There are almost no areas of material culture that I’m not fascinated by. I love adornment for the capsules of identity they are, and textiles for the cultural prestige wrapped up in them.

I’m particularly interested in the material culture of atoll communities, how people not only lived but thrived on minute tracts of land with extremely limited flora and fauna, in the middle of the vast ocean for millennia. The ingenuity and resourcefulness of humanity are writ large here.

Recently I’ve been collaborating with Britomart for the City of Colour Festival, to curate a selection of tivaevae that will be exhibited in the precinct’s Pavilion buildings.

Tivaevae are hand-sewn bed coverings made by women of the Cook Islands. One of the key elements about the value of tivaevae-making is the communal undertaking. Vainetini, women’s sewing groups, are usually centred around an expert tivaevae-maker who designs and cuts the tivaevae pieces and oversees the sewing or embellishment of these elements to be brought together to make up the final tivaevae.

The museum’s collection of tivaevae is lovely, with tivaevae from the early 1900s made up of geometric patterns that aren’t seen or made today, as well as contemporary patterns of carnations and pansies that don’t grow in the islands but here in New Zealand. There are tivaevae made by vainetini, and others designed and cut by mothers to be sewn with their daughters. The stories behind tivaevae are just as significant for me as the beautiful tivaevae themselves.

====

# WRITTEN PROBLEM 1:
In the tivaevae text, who is a vainetini usually centered around?
# WRITTEN PROBLEM 2:
Write the next part of the tivaevae text, picking up after its final sentence.

(Extracted data entries)
====

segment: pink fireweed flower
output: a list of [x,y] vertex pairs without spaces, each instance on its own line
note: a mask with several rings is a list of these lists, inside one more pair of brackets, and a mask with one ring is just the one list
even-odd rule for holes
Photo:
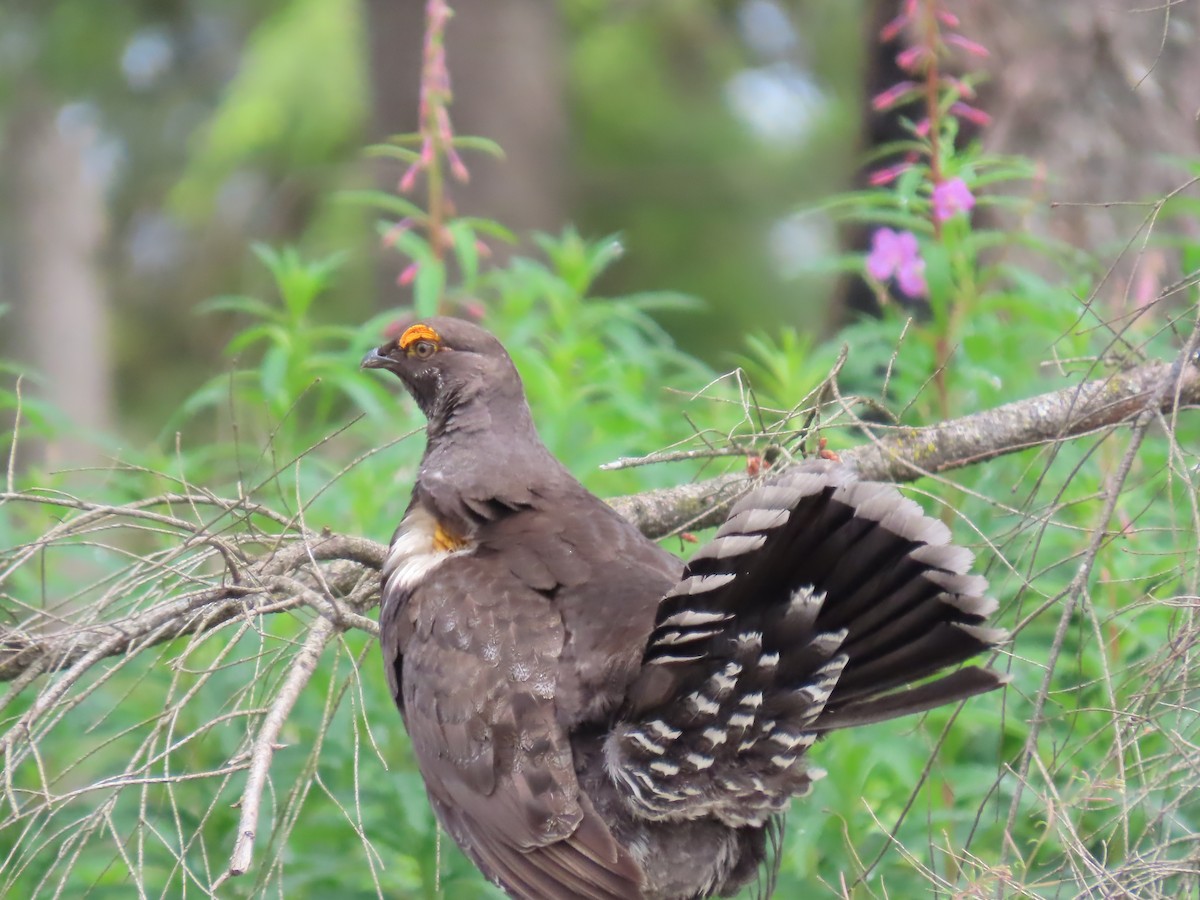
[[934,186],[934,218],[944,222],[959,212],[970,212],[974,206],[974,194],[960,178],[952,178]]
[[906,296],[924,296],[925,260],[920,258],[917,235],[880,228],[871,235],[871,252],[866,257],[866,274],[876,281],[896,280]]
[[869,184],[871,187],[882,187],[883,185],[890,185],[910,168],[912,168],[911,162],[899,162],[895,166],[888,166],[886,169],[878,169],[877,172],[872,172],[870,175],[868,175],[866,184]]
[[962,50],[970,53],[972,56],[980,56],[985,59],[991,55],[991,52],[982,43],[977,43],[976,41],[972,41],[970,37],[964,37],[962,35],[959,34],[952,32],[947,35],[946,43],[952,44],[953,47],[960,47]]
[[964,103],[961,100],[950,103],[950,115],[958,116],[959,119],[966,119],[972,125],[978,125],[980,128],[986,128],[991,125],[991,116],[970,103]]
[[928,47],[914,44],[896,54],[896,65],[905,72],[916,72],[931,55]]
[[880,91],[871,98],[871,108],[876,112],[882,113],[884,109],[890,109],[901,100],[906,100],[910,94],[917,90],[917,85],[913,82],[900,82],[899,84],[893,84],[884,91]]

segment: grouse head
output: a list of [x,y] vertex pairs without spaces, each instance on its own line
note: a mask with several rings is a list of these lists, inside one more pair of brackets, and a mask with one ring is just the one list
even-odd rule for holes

====

# ANSWER 1:
An expert tivaevae-maker who designs and cuts the pieces and oversees their sewing or embellishment.

# ANSWER 2:
Tivaevae are gifted at every major event in a person’s life, and are an important expression of women’s creativity in the Cook Islands. They’re treasured heirlooms passed down through families.

For the City of Colour Festival tivaevae exhibition my team selected 14 pieces. It was important for us to include older examples as well as contemporary pieces. The range of techniques is important as well tivaevae taorei, patchwork quilts, tivaevae manu, applique quilts and a tivaevae tataura, embroidered applique quilt.

We also wanted to include full bed quilts as well as cushion covers as great examples of tivaevae. And you really can’t look past tivaevae for the theme of Festival of Colour!

The art of tivaevae is still strong today. New patterns and colour combinations are always being explored. Women take inspiration for patterns and motifs from what is in their surrounding environment, and increasingly what might be a social topic or event of the day."

WHAT KEEPS ME INSPIRED

A highlight for me... in The Art of Tivaevae exhibition is the tivaevae taorei, a patchwork quilt with a carnation design (1996.224.1, pictured left). This is a highly technical piece and requires a mathematical brain to design and plan out. Made in 1969, the pattern is designed on a grid with every square having an allotted colour. Its maker, Mama Kaitamaki, probably had several women help in the sewing of this tivaevae, each of whom would have had several long lengths of cotton on which would be threaded 2cm square coloured "patches" in a very strict order. It's amazing to see tivaevae being brought to life when pieced together.

A piece housed in the Museum's Pacific collection that is special to me is ... Pa or pearl-shell fishing lure. These are important within the Tokelau community. They're very utilitarian and necessary for livelihood, but also symbolic of health and wellbeing of families and of Tokelau as
a nation.

I'm addicted to... the Crime and Investigation channel. The Mindy Project is ridiculous fun and The Repair Shop is a must on a Friday night.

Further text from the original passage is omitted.